### [Source data]
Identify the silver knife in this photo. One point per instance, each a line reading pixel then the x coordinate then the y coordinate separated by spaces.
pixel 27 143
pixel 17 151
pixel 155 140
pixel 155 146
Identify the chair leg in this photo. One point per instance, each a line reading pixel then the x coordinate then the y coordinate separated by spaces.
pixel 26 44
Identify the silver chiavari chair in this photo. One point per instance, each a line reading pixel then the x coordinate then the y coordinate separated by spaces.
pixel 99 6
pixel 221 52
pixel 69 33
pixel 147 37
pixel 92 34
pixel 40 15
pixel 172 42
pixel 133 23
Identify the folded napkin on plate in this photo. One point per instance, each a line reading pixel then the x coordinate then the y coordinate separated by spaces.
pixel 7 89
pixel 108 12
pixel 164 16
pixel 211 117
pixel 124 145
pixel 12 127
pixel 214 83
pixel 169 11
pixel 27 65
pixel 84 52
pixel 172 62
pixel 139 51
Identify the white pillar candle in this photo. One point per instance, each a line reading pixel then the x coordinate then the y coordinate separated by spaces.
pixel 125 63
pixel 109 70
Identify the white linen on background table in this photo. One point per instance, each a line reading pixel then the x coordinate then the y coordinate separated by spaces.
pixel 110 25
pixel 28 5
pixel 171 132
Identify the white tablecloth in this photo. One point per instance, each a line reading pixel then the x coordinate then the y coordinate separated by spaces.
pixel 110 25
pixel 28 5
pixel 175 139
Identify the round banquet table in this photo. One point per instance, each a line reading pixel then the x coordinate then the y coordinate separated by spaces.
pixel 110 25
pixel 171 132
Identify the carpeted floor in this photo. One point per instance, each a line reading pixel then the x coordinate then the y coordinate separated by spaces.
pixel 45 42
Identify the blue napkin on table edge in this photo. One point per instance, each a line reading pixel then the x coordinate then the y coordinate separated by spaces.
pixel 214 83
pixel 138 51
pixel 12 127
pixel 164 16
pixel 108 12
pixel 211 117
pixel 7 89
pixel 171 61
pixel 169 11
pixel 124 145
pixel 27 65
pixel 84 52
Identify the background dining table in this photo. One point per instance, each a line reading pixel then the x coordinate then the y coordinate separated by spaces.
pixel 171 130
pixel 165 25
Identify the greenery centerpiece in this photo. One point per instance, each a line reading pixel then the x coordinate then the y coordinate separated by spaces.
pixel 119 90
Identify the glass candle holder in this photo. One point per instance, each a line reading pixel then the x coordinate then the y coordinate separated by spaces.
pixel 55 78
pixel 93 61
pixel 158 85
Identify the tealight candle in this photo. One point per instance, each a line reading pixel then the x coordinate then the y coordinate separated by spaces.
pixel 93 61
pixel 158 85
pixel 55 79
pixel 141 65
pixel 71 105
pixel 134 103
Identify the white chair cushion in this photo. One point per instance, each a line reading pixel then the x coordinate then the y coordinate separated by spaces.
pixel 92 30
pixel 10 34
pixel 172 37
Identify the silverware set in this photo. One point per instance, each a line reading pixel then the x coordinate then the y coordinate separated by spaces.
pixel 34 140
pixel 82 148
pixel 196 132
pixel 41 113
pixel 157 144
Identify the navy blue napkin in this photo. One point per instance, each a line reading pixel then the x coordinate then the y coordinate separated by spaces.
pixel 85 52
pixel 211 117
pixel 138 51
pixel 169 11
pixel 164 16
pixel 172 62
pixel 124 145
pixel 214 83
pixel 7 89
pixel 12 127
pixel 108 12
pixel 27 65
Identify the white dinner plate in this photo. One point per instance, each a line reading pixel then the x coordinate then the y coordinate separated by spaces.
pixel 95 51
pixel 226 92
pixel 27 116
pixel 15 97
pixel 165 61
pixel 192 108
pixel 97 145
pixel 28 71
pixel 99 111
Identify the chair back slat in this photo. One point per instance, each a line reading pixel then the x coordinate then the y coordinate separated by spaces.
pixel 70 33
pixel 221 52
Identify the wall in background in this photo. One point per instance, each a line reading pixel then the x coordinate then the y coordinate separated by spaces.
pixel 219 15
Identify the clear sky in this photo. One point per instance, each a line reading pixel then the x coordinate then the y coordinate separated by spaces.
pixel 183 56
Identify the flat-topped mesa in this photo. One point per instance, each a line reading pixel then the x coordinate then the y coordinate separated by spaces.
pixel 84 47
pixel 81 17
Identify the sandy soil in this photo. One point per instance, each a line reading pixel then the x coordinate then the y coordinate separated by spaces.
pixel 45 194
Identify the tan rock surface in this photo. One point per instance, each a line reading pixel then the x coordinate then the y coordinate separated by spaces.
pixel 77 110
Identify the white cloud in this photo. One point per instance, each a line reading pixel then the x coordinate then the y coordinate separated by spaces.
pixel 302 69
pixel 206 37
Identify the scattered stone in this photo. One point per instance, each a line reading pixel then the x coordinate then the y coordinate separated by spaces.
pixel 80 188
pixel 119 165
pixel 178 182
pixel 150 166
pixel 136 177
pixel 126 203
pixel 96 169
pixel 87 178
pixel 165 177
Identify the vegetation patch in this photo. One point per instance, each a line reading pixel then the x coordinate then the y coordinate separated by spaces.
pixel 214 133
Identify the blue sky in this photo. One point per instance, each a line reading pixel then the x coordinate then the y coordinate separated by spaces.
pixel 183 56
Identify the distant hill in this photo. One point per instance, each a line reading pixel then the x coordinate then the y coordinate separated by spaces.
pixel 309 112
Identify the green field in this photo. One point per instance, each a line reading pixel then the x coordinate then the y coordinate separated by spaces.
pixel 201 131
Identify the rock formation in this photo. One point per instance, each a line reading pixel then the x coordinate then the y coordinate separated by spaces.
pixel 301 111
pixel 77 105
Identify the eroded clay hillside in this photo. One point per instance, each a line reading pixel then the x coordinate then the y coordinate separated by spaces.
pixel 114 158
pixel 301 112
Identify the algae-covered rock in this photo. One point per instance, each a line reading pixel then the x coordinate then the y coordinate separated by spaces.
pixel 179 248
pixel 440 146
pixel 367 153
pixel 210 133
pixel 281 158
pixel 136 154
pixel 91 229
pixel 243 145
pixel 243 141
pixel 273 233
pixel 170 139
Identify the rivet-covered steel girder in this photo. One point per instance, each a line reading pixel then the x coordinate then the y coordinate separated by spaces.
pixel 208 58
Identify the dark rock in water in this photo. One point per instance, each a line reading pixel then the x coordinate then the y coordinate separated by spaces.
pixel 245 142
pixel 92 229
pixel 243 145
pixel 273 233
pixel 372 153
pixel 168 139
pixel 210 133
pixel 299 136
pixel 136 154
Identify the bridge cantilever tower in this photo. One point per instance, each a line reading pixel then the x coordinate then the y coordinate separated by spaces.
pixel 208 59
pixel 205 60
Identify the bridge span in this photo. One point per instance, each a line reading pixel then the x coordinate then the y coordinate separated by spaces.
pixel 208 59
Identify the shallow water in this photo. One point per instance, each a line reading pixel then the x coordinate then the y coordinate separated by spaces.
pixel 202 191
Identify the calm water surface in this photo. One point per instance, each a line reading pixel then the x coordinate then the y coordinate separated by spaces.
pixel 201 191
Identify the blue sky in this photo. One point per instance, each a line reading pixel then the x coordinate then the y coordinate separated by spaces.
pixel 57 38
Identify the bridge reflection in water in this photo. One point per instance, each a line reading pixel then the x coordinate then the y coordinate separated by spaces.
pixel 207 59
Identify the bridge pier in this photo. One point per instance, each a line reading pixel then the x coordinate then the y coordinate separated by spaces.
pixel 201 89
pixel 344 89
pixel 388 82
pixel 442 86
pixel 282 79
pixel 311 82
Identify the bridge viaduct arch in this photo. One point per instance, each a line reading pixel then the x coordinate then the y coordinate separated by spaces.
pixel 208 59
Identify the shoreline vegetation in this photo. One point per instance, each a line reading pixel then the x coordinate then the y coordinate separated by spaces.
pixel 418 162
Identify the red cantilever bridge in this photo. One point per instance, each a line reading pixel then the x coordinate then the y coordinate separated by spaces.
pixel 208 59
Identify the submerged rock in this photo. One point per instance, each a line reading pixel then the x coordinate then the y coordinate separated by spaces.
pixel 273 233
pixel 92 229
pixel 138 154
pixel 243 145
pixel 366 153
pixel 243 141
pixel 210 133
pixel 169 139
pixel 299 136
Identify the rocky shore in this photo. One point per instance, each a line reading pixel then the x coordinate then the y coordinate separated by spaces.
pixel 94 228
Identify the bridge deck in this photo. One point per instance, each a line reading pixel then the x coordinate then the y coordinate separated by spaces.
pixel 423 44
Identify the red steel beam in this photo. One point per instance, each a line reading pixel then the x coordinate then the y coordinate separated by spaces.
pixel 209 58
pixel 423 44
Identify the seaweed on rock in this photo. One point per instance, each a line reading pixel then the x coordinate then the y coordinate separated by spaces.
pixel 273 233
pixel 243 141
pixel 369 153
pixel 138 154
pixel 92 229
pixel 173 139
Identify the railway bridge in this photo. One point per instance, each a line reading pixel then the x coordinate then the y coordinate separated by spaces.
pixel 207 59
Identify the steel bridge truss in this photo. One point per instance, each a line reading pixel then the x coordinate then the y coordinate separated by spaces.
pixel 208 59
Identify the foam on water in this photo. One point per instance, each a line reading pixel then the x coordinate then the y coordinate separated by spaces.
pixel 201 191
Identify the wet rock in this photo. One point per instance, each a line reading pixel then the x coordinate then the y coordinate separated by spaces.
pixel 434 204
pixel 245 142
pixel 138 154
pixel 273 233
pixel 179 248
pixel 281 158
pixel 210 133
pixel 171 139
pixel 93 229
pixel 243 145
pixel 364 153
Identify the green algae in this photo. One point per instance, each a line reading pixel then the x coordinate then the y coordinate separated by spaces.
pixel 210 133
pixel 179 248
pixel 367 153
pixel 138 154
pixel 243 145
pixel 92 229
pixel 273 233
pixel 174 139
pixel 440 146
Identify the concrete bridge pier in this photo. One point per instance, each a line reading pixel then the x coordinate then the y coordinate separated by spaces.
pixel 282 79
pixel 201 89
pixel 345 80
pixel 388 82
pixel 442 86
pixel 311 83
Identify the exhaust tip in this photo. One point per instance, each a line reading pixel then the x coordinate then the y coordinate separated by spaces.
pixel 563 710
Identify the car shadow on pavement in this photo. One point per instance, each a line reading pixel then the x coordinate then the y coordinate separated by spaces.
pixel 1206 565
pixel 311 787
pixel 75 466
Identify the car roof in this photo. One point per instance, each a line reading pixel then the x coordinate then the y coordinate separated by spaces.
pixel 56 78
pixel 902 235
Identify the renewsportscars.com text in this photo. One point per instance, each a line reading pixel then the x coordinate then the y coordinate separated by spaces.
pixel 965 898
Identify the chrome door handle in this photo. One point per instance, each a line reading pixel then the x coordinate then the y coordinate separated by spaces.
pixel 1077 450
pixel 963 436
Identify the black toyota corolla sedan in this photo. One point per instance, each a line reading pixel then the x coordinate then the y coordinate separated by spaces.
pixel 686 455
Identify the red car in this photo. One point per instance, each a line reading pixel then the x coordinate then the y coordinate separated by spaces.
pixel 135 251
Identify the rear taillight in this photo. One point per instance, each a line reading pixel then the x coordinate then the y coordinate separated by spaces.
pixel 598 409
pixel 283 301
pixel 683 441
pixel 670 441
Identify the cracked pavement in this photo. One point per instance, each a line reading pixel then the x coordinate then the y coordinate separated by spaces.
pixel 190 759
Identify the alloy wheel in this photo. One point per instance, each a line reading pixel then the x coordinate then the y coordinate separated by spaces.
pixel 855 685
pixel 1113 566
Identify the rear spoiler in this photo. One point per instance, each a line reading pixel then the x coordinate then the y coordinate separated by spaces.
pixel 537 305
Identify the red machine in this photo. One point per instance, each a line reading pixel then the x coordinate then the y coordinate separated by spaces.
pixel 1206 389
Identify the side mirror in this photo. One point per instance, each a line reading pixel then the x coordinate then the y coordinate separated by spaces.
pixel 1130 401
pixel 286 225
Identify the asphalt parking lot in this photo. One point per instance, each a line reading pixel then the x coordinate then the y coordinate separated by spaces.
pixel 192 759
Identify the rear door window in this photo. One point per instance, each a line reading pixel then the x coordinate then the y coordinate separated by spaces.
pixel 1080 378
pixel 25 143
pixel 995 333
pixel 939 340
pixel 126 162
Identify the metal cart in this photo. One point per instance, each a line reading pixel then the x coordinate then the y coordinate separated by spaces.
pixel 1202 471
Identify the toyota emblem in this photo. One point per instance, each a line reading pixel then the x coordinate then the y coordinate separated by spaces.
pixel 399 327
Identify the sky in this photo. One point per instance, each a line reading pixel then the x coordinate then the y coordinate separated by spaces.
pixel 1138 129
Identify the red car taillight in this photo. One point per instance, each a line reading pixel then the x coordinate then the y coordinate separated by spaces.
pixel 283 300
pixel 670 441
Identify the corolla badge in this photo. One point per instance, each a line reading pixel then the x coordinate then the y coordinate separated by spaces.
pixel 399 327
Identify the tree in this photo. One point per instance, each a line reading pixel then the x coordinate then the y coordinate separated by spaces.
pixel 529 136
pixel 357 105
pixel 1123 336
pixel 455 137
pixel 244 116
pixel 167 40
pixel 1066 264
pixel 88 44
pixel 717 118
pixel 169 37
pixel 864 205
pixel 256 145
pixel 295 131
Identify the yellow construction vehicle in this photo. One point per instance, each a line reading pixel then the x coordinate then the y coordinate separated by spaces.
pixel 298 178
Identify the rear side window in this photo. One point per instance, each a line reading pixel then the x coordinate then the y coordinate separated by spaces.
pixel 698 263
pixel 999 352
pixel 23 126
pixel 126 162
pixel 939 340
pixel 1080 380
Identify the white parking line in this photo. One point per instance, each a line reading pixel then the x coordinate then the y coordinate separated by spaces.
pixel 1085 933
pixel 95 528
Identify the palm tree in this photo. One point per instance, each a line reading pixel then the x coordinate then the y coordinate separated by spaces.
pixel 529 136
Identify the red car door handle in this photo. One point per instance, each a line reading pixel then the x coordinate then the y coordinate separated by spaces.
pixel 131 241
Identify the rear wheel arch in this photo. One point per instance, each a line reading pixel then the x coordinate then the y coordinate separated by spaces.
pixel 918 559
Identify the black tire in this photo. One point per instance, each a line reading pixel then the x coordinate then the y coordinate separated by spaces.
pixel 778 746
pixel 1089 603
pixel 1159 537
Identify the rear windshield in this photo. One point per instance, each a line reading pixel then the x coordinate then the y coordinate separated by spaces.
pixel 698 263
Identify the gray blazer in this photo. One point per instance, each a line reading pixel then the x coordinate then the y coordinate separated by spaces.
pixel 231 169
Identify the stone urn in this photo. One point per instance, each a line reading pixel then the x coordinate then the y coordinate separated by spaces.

### [Problem description]
For the entries above, transcribe precisely the lines from the one with "Identify the rear windshield" through the end, including both.

### [Answer box]
Identify the rear windshield in this photo. One point per instance, each a line reading pixel then the x coordinate then the y coordinate separated by spaces.
pixel 698 263
Identify the gray blazer in this photo. One point per instance, each a line reading pixel then the x coordinate then the y coordinate separated by spaces.
pixel 231 169
Identify the stone urn in this photo. One point per instance, each a line reading pixel then the x coordinate then the y coordinate separated by spaces.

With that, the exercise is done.